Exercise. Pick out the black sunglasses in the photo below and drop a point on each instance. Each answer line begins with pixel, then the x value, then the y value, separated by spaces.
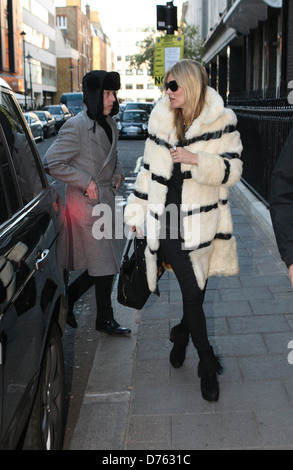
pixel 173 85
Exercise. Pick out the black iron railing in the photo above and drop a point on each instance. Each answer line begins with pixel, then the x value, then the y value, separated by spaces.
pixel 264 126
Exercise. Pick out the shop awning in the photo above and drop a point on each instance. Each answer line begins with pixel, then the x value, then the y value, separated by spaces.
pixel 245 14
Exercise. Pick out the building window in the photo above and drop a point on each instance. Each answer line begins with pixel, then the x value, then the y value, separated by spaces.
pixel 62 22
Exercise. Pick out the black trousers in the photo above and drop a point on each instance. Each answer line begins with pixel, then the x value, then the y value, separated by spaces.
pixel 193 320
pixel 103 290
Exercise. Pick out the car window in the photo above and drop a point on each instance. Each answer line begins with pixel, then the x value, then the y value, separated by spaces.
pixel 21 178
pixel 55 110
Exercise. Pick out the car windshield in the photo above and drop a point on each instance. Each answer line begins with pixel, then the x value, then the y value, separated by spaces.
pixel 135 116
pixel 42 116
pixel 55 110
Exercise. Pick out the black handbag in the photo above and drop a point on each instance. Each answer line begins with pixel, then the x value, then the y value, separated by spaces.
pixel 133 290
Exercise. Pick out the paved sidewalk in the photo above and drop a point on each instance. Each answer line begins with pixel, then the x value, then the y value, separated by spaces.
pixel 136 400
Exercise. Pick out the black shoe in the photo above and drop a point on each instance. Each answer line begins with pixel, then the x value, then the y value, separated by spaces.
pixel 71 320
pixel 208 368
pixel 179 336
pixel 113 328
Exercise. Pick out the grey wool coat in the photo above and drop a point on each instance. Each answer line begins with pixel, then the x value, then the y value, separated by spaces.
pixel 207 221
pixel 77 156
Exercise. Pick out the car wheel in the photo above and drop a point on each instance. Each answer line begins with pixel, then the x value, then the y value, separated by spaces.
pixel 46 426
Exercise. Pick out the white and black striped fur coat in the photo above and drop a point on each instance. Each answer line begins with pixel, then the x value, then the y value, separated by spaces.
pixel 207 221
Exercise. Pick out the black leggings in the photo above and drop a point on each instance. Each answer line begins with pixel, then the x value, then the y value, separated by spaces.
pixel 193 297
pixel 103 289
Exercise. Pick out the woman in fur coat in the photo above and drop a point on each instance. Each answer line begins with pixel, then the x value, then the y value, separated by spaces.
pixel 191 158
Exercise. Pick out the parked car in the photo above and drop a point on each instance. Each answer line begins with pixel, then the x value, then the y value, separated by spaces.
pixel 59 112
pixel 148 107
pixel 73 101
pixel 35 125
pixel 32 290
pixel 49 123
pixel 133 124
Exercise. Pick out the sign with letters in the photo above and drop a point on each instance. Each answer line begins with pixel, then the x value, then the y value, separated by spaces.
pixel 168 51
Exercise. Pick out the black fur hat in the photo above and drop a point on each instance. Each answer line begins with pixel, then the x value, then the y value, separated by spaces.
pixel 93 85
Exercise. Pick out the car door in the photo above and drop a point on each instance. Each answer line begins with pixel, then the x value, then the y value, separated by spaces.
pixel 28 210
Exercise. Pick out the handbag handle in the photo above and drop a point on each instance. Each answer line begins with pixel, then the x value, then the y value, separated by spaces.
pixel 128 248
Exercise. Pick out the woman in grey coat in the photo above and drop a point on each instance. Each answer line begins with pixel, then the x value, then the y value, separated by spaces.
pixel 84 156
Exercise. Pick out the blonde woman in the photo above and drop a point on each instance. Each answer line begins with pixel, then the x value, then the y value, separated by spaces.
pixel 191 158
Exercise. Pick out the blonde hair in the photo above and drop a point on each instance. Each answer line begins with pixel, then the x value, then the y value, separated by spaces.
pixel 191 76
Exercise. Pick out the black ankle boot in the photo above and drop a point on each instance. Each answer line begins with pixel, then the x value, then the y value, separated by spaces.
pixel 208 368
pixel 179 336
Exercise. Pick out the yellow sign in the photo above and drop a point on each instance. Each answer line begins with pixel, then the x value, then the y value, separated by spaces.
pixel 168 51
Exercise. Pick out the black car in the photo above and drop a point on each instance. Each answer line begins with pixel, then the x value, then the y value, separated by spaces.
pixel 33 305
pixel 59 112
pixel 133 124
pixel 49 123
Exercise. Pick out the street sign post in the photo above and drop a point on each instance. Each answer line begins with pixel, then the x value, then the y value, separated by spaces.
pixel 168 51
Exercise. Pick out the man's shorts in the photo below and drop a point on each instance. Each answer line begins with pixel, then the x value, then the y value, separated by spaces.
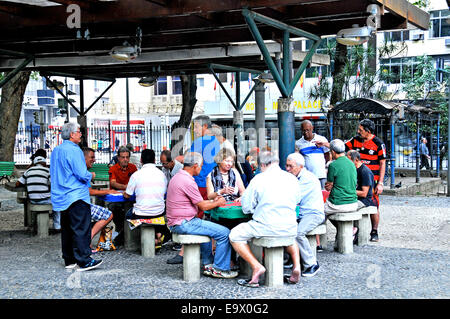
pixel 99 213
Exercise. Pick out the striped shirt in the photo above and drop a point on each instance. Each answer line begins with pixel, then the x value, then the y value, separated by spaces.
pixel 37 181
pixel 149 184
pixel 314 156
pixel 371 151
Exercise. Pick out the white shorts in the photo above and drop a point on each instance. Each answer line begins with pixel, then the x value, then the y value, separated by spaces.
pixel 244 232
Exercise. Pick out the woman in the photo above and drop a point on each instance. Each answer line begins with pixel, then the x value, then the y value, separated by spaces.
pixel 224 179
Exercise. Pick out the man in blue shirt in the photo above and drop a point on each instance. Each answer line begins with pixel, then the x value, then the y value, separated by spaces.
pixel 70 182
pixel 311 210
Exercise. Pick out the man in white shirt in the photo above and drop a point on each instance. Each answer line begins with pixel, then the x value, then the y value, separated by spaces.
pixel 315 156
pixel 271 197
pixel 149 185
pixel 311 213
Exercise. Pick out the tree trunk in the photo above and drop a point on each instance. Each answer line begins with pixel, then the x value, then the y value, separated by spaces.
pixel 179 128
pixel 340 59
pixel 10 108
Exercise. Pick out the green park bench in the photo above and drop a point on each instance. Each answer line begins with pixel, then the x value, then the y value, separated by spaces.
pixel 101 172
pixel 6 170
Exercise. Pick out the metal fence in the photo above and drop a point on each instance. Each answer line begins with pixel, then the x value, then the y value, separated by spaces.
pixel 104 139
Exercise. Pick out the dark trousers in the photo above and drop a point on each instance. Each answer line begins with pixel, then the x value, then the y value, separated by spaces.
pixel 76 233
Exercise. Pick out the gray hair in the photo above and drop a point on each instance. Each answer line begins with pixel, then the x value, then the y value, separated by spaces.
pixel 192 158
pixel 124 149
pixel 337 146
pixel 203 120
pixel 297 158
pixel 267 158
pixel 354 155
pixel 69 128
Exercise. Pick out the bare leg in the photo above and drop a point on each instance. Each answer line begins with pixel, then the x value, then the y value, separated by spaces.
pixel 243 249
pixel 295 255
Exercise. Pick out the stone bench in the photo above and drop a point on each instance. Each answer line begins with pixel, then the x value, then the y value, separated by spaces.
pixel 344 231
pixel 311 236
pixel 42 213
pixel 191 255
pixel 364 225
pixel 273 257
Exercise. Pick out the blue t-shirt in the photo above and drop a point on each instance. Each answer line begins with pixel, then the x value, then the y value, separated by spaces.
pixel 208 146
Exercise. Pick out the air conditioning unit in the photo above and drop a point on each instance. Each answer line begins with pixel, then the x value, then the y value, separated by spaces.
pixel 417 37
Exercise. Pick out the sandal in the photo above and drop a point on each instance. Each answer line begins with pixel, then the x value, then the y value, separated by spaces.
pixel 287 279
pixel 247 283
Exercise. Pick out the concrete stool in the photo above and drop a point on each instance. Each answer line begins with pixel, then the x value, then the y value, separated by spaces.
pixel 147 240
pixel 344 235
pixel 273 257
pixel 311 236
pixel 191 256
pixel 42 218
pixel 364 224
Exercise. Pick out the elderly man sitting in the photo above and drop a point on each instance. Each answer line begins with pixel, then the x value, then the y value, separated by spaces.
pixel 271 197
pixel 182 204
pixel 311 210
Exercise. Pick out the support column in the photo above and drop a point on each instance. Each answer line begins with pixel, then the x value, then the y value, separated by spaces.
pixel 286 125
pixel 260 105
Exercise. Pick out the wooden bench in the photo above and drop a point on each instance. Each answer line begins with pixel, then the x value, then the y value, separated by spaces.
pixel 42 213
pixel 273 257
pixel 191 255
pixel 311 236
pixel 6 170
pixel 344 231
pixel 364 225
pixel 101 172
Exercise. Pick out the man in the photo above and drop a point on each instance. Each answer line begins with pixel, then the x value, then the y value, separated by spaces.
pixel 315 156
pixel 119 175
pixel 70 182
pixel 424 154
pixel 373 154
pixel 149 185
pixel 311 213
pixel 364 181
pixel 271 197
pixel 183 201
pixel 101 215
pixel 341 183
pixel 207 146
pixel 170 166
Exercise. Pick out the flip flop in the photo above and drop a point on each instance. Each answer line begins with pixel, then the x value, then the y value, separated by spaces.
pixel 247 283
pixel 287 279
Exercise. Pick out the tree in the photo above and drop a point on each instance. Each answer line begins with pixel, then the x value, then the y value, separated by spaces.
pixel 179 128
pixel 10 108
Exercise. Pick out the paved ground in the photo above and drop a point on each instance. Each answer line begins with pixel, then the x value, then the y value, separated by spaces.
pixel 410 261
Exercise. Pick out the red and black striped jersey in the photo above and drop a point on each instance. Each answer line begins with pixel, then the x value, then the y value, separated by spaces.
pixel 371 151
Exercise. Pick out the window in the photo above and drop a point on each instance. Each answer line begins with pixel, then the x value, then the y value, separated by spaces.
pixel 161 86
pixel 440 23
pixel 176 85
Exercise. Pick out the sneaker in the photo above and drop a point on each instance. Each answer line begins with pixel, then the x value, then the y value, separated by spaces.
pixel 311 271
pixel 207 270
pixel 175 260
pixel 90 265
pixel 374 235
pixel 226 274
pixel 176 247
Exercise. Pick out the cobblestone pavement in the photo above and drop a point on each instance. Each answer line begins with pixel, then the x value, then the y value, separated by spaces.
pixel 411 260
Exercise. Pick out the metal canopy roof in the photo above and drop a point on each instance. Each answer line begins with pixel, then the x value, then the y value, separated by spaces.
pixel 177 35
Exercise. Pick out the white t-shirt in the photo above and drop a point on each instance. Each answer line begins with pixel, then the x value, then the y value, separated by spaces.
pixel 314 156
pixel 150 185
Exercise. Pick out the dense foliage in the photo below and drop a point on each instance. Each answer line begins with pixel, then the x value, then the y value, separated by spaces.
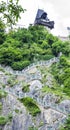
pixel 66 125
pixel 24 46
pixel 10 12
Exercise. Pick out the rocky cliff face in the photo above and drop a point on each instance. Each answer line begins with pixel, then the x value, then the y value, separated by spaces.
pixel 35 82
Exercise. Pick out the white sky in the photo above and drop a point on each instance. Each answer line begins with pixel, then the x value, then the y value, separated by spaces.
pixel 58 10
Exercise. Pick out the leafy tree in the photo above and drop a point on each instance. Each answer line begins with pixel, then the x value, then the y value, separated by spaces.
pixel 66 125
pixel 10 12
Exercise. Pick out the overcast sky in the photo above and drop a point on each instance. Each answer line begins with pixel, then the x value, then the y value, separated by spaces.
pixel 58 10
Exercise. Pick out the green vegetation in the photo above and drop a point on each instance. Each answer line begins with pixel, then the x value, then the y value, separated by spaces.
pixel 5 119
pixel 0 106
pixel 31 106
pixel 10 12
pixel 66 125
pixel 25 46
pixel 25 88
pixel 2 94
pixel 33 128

INSTRUCTIONS TO FOLLOW
Lay out the items as a numbered list, running from the start of the items through the line containing "pixel 136 400", with both ends included. Omit blank lines and leave the pictures out of the answer.

ANSWER TO THIS PROBLEM
1. Exercise. Pick out the black sunglasses in the photo below and drop a point on each instance. Each answer line begins with pixel, then the x value, then the y value, separated by spaces.
2. pixel 173 85
3. Exercise. Pick out the black iron railing in the photo above and drop a point on each instance. Each answer line begins with pixel, then the x value, then the y value, separated by spaces.
4. pixel 264 126
5. Exercise. Pick out the shop awning in the photo above and drop a point on each instance. Each answer line begins with pixel, then the x value, then the y value, separated by spaces.
6. pixel 245 14
7. Exercise. Pick out the building window in the photo above and drop a point on each instance. Each answer line begins with pixel, then the x value, then the y value, separated by spaces.
8. pixel 62 22
9. Exercise. Pick out the black trousers in the photo above and drop a point on each instance. Each answer line begins with pixel, then the x value, then the y value, separated by spaces.
10. pixel 193 320
11. pixel 103 290
12. Exercise. Pick out the car window in the photo above and drop a point on each instance. Each answer line begins with pixel, then the x value, then the y value, separated by spaces.
13. pixel 21 178
14. pixel 55 110
15. Exercise. Pick out the car windshield in the photo above and drop a point on each instance. Each answer line begins with pixel, then the x value, then the y value, separated by spaces.
16. pixel 135 116
17. pixel 42 116
18. pixel 55 110
19. Exercise. Pick out the black handbag in the photo above and drop a point on each instance. Each answer line begins with pixel, then the x value, then the y value, separated by spaces.
20. pixel 133 290
21. Exercise. Pick out the paved sidewalk in the photo above and drop a point on each instance. Each answer line begins with pixel, then the x value, then the y value, separated by spaces.
22. pixel 136 400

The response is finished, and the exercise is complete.